ABOUT THIS EXERCISE – Please copy out the listing below in full and exactly.

INFORMATION SHOWN –

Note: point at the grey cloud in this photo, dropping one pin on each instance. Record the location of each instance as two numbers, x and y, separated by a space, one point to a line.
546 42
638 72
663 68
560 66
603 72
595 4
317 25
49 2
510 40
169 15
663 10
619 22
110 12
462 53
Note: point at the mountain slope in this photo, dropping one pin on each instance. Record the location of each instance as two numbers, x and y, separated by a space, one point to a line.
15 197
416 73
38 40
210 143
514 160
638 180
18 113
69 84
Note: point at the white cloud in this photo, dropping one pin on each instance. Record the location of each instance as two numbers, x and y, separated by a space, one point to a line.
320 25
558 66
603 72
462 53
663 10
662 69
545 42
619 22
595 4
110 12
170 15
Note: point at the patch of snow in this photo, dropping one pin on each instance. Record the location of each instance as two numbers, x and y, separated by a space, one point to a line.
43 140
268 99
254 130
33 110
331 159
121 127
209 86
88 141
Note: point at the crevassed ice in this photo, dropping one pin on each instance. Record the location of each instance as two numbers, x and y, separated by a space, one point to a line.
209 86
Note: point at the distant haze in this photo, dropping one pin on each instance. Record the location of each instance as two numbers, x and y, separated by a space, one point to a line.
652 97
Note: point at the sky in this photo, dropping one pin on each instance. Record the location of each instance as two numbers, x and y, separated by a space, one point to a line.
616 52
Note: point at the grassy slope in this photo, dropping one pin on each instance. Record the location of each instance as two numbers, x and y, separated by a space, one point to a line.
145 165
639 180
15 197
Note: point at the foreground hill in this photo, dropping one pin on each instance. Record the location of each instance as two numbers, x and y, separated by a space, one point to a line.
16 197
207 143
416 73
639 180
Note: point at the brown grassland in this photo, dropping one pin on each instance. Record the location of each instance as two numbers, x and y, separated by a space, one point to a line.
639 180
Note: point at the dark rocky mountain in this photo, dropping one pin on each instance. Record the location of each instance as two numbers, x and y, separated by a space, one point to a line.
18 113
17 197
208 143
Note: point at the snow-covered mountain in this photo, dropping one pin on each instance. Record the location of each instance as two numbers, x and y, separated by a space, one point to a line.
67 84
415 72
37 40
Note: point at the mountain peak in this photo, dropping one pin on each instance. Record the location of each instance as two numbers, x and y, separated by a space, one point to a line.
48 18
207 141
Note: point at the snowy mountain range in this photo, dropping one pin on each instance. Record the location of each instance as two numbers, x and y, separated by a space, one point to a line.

THE ANSWER –
Note: point at the grey cloud in this photo, dropping one pin on each instance. Record the location of each instance as two numbers, x and y, separated by a space, one point to a line.
546 42
638 72
663 68
560 66
603 72
595 4
317 25
49 2
510 40
169 15
663 10
619 22
110 12
462 53
Note: point at the mountain slope in this photo, dropping one pin on each instance. Record the location of each instance as two numbers, x and y, separated by a space, one point to a line.
15 197
416 73
38 40
210 143
514 160
638 180
18 113
69 84
Note: point at the white cloud in this photo, dropping one pin on each instance. Record the location of each instance as two numbers, x and y, separated by a space, one point to a line.
320 25
558 66
603 72
462 53
663 10
662 69
545 42
619 22
595 4
110 12
170 15
Note: point at the patch of snow in this photo, dropping one pin on each instance. Record the location of each instance as two numbers, x and y, separated by a space, one point to a line.
43 140
268 99
254 130
33 110
331 159
121 127
209 86
88 141
Note: point at the crevassed ice in this photo, dropping one pin on each instance. Record the location of each instance as two numbers, x and y, separated by a space, one point to a line.
209 86
Note: point at the distant haze in this photo, dropping one pin on each instance. Record the location of each instance as two numbers, x and y, separated by a space, one point to a line.
652 97
Note: point at the sky in this photo, dropping one pin on each instance. Record the location of each instance as two numbers, x and y, separated by a space, one point to a line.
616 52
Note: point at the grassy slope in this photo, dropping one pin on each instance. Record the location of each instance as two numbers, x and y, separated by a space, one point to a line.
145 165
639 180
15 197
Note: point at the foreground hill in this photo, dropping one pin on each instance. Record the location of each instance as two numbers, x and y, separated by a space, one point to a line.
16 197
207 143
416 73
639 180
Note: point at the brown grassland in this photo, dropping one pin on each instance. Record the location of each instance as two numbers, x and y, separated by a space, one point to a line.
639 180
Note: point at the dark rocky mountain in this photo, dropping one pin on each instance. Record the location of each instance as two numbers, x and y, separated by a space, one point to a line.
18 113
17 197
208 143
Note: point at the snow-covered mountain in this photo, dropping one pin on each instance. Record the location of each instance as two numbers, x and y, separated by a space, one point to a line.
67 84
415 72
37 40
Note: point at the mountain peak in this photo, dropping one pin on each instance. Record the location of each instance as two numbers, x and y, separated by a space, one point to a line.
48 18
207 141
Note: point at the snowy mountain range in this photo, dropping one pin on each instance. Record the location of each instance as two numbers, x and y, separated by a space, one point to a line.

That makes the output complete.